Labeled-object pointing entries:
-=-=-=-=-

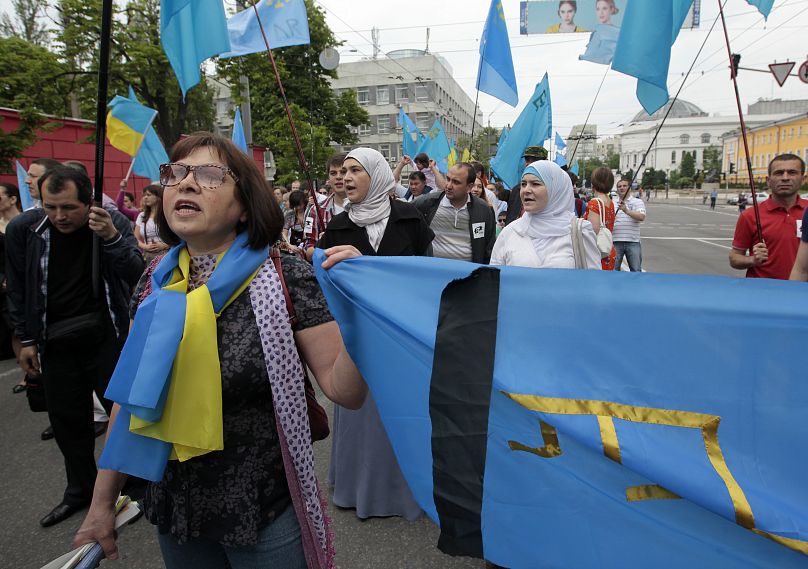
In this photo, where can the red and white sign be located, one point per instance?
(803, 72)
(781, 71)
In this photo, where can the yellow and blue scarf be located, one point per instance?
(168, 377)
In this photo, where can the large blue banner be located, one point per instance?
(543, 427)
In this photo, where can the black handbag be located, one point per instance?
(35, 392)
(75, 327)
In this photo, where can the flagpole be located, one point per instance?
(734, 75)
(101, 132)
(301, 156)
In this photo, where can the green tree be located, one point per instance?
(711, 160)
(613, 161)
(137, 59)
(32, 82)
(26, 23)
(688, 166)
(322, 113)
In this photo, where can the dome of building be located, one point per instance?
(681, 109)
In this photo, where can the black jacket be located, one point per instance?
(406, 233)
(479, 212)
(27, 237)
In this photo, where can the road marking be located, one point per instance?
(711, 243)
(706, 210)
(690, 238)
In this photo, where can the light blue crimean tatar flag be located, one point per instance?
(532, 128)
(239, 138)
(192, 31)
(26, 201)
(436, 143)
(644, 47)
(151, 154)
(496, 76)
(408, 130)
(529, 453)
(763, 6)
(285, 23)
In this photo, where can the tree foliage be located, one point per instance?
(321, 116)
(137, 59)
(27, 22)
(33, 82)
(688, 167)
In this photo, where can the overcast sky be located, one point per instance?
(456, 26)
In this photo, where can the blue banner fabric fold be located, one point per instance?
(531, 454)
(285, 23)
(533, 126)
(496, 75)
(26, 201)
(763, 6)
(644, 47)
(192, 31)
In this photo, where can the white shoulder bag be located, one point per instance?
(604, 237)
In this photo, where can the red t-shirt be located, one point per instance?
(780, 232)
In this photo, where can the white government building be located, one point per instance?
(687, 129)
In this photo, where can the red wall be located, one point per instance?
(68, 142)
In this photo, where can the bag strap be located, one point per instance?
(275, 255)
(577, 246)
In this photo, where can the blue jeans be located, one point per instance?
(632, 251)
(279, 546)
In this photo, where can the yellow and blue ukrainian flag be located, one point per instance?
(666, 444)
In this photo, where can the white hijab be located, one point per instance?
(555, 219)
(373, 211)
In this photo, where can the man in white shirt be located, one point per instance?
(464, 225)
(626, 234)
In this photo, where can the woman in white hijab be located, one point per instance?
(364, 471)
(548, 235)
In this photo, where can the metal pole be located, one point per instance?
(300, 154)
(101, 133)
(734, 76)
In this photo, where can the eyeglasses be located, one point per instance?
(207, 176)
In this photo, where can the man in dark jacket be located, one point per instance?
(59, 319)
(465, 226)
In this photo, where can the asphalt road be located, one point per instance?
(676, 238)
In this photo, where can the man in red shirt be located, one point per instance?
(781, 221)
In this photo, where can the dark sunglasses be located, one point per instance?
(207, 176)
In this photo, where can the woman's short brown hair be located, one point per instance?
(264, 218)
(602, 180)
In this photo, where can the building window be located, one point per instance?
(402, 95)
(383, 125)
(421, 93)
(363, 96)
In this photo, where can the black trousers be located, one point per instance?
(72, 369)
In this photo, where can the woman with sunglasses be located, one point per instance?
(245, 493)
(364, 470)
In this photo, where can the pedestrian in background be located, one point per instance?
(626, 235)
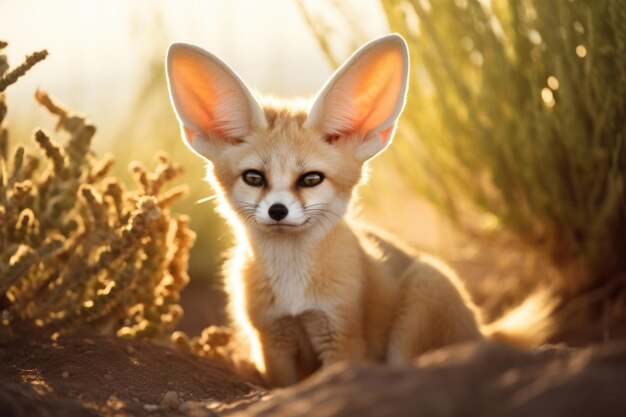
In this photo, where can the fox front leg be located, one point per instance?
(334, 340)
(279, 342)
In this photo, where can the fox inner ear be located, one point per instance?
(212, 103)
(364, 98)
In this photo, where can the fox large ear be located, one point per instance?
(365, 96)
(213, 105)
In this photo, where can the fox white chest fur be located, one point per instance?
(306, 287)
(289, 269)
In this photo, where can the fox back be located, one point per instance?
(305, 286)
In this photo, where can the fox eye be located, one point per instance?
(311, 179)
(253, 177)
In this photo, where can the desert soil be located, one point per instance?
(104, 376)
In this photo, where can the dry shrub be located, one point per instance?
(77, 249)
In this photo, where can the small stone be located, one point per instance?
(170, 400)
(196, 409)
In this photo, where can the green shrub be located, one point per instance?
(77, 250)
(515, 122)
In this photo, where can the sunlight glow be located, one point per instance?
(553, 82)
(548, 97)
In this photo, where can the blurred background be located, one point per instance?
(509, 161)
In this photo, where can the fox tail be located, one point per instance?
(528, 324)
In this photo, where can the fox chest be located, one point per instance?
(291, 280)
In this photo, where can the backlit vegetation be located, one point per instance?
(77, 248)
(514, 124)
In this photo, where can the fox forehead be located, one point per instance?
(286, 149)
(285, 146)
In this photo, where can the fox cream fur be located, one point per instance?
(308, 287)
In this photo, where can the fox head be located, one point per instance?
(284, 169)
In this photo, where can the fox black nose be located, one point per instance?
(278, 212)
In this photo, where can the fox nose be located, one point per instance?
(278, 212)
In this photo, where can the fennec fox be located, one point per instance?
(308, 287)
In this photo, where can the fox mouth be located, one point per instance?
(279, 227)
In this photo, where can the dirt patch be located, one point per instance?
(100, 376)
(86, 376)
(481, 379)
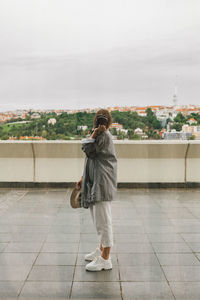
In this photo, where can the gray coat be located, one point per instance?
(99, 181)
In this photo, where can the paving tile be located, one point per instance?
(171, 247)
(141, 273)
(89, 237)
(10, 289)
(60, 247)
(45, 290)
(81, 274)
(191, 237)
(182, 273)
(186, 290)
(10, 259)
(96, 290)
(165, 237)
(56, 259)
(134, 248)
(159, 229)
(51, 273)
(130, 237)
(5, 237)
(137, 259)
(195, 246)
(23, 247)
(65, 229)
(128, 229)
(63, 238)
(3, 246)
(14, 273)
(27, 237)
(177, 259)
(146, 291)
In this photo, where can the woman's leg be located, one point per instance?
(92, 209)
(103, 222)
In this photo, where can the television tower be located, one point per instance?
(175, 97)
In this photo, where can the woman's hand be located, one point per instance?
(80, 182)
(98, 130)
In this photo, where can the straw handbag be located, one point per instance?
(75, 198)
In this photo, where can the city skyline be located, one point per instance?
(76, 54)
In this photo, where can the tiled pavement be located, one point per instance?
(156, 253)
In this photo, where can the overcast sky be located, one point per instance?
(91, 53)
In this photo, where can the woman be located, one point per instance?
(98, 187)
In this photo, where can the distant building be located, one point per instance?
(82, 127)
(35, 116)
(176, 135)
(116, 125)
(52, 121)
(191, 121)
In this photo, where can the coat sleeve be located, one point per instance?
(92, 146)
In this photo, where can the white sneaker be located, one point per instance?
(93, 254)
(99, 263)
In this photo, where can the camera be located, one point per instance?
(101, 120)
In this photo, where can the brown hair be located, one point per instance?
(104, 112)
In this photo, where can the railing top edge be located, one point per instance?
(122, 142)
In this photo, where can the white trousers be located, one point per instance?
(102, 218)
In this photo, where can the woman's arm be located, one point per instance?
(96, 142)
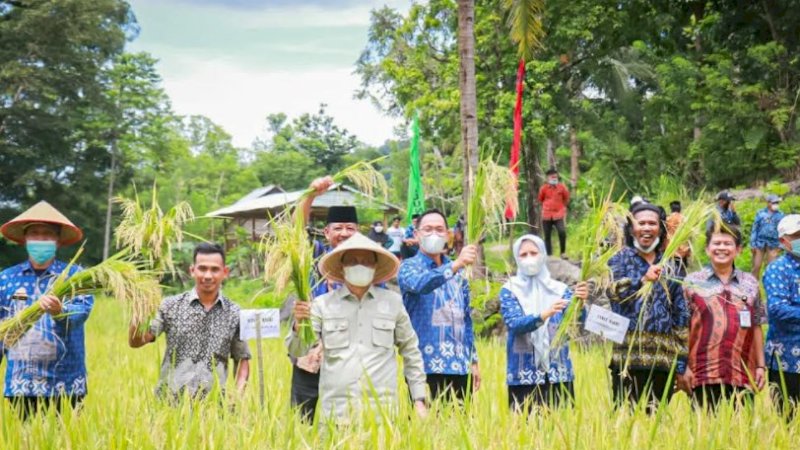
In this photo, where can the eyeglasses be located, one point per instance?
(427, 231)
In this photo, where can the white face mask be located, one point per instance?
(359, 275)
(433, 244)
(648, 249)
(531, 265)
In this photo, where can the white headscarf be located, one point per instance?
(535, 295)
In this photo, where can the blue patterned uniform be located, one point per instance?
(782, 284)
(521, 368)
(664, 331)
(437, 301)
(50, 359)
(765, 229)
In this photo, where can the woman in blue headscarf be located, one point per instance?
(532, 305)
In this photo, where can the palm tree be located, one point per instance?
(525, 23)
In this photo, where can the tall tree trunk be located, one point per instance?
(110, 199)
(469, 105)
(574, 159)
(551, 153)
(531, 169)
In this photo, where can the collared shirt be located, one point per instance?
(199, 342)
(765, 229)
(521, 365)
(720, 344)
(782, 284)
(664, 329)
(359, 339)
(437, 300)
(50, 359)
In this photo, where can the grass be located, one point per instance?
(121, 412)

-=-=-=-=-

* [Your objective] Above are the records. Copy exactly, and only, the lines from the line containing "In this photo, where can the white trousers" through the last one, omitting any pictures.

* [Answer]
In this photo, where can the white trousers be located, one point per instance?
(102, 218)
In this photo, where can the woman's arm be located, one point per instance?
(96, 142)
In this photo, where can the eyeglasses be located, one point per instance?
(427, 231)
In this photo, where can the white face mask be located, one point per instance?
(359, 275)
(433, 244)
(648, 249)
(531, 265)
In this photo, where can the white headscarf be located, one point per instance?
(535, 295)
In this photo, where can the blue patterned uniform be located, one point per instance?
(782, 284)
(521, 368)
(664, 331)
(437, 301)
(50, 359)
(765, 229)
In this photo, where can the woman in blue headscarf be located, one point per instance?
(532, 305)
In this photo, where can the palm tree be located, one point per instance?
(525, 23)
In this photo, where can the tall tree trunk be located, one point per instance?
(110, 199)
(469, 105)
(574, 159)
(551, 153)
(531, 169)
In this photo, where can the collared shirt be located, one point per instance?
(199, 342)
(765, 229)
(521, 365)
(720, 344)
(782, 284)
(664, 329)
(359, 339)
(437, 300)
(50, 359)
In this photo, where can the grass be located, one point per instance?
(121, 412)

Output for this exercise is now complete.